- [Provided text]
[Start]

Applies to: SQL Server Azure SQL Database Azure SQL Managed Instance

Always Encrypted uses two types of cryptographic keys to protect your data - one key to encrypt your data, and another key to encrypt the key that encrypts your data. The column encryption key encrypts your data, the column master key encrypts the column encryption key. This article provides a detailed overview for managing these encryption keys.

When discussing Always Encrypted keys and key management it's important to understand the distinction between the actual cryptographic keys, and the metadata objects that describe the keys. We use the terms column encryption key and column master key to refer to the actual cryptographic keys, and we use column encryption key metadata and column master key metadata to refer to the Always Encrypted key descriptions in the database.

  • Column encryption keys are content-encryption keys used to encrypt data. As the name implies, you use column encryption keys to encrypt data in database columns. You can encrypt one or more columns with the same column encryption key, or you can use multiple column encryption keys depending on your application requirements. The column encryption keys are themselves encrypted, and only the encrypted values of the column encryption keys are stored in the database (as part of the column encryption key metadata). The column encryption key metadata is stored in the sys.column_encryption_keys (Transact-SQL) and sys.column_encryption_key_values (Transact-SQL) catalog views. Column encryption keys used with the AES-256 algorithm are 256-bit long.

  • Column master keys are key-protecting keys used to encrypt column encryption keys. Column master keys must be stored in a trusted key store, such as Windows Certificate Store, Azure Key Vault, or a hardware security module. The database only contains metadata about column master keys (the type of key store and location). The column master key metadata is stored in the sys.column_master_keys (Transact-SQL) catalog view.

It's important to note that the key metadata in the database system doesn't contain plaintext column master keys or plaintext column encryption keys. The database only contains information about the type and location of column master keys, and encrypted values of column encryption keys. This means that plaintext keys are never exposed to the database system ensuring that data protected using Always Encrypted is safe, even if the database system gets compromised. To ensure the database system can't gain access to the plaintext keys, be sure to run your key management tools on a different machine than the one hosting your database - review the Security Considerations for Key Management section below for details.

[End]

- [Provided data]

[Start]

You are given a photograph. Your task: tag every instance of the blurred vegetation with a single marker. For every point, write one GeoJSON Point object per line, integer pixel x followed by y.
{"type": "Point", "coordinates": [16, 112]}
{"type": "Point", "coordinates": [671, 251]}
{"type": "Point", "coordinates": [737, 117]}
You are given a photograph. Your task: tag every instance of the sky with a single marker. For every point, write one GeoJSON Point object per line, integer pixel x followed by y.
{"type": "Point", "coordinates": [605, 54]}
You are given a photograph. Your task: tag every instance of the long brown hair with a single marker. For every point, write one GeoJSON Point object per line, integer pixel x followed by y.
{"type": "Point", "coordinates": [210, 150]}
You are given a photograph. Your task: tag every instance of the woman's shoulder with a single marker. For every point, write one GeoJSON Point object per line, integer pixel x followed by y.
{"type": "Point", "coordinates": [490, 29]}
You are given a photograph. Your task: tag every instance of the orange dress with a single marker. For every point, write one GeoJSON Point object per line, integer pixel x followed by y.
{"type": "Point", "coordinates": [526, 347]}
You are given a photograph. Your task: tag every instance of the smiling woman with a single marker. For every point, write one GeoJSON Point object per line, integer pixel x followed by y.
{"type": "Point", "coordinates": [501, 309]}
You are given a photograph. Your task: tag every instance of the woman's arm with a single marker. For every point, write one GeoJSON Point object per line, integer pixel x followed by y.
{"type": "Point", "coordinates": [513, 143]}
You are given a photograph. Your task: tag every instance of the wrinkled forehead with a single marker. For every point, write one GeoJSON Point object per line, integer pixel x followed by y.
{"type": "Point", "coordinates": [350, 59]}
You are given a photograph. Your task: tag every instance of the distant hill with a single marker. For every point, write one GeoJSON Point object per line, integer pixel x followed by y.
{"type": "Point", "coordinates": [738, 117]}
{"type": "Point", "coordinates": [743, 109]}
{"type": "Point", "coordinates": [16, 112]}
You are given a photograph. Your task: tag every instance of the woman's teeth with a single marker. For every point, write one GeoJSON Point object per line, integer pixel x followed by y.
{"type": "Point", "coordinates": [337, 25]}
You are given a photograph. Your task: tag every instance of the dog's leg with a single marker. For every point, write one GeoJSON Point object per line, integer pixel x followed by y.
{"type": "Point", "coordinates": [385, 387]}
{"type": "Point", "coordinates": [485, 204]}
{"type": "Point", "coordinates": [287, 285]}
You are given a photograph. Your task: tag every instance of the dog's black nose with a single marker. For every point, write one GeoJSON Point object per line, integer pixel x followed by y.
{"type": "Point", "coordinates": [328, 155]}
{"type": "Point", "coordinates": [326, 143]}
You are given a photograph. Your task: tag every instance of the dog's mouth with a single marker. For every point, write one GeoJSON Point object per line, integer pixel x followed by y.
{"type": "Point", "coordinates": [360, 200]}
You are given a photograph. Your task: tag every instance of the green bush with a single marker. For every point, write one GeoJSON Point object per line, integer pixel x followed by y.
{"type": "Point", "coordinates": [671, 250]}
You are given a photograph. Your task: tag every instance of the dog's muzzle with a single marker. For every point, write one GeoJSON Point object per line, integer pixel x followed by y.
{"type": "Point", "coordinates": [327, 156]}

[End]

- [Tasks]
• 1. According to the Always Encrypted passage, how long are column encryption keys used with the AES-256 algorithm?
• 2. Reproduce the Always Encrypted passage from "It's important to note" down to "below for details.".

- [Task answers]
• 1. They are 256 bits long.

• 2.
It's important to note that the key metadata in the database system doesn't contain plaintext column master keys or plaintext column encryption keys. The database only contains information about the type and location of column master keys, and encrypted values of column encryption keys. This means that plaintext keys are never exposed to the database system ensuring that data protected using Always Encrypted is safe, even if the database system gets compromised. To ensure the database system can't gain access to the plaintext keys, be sure to run your key management tools on a different machine than the one hosting your database - review the Security Considerations for Key Management section below for details.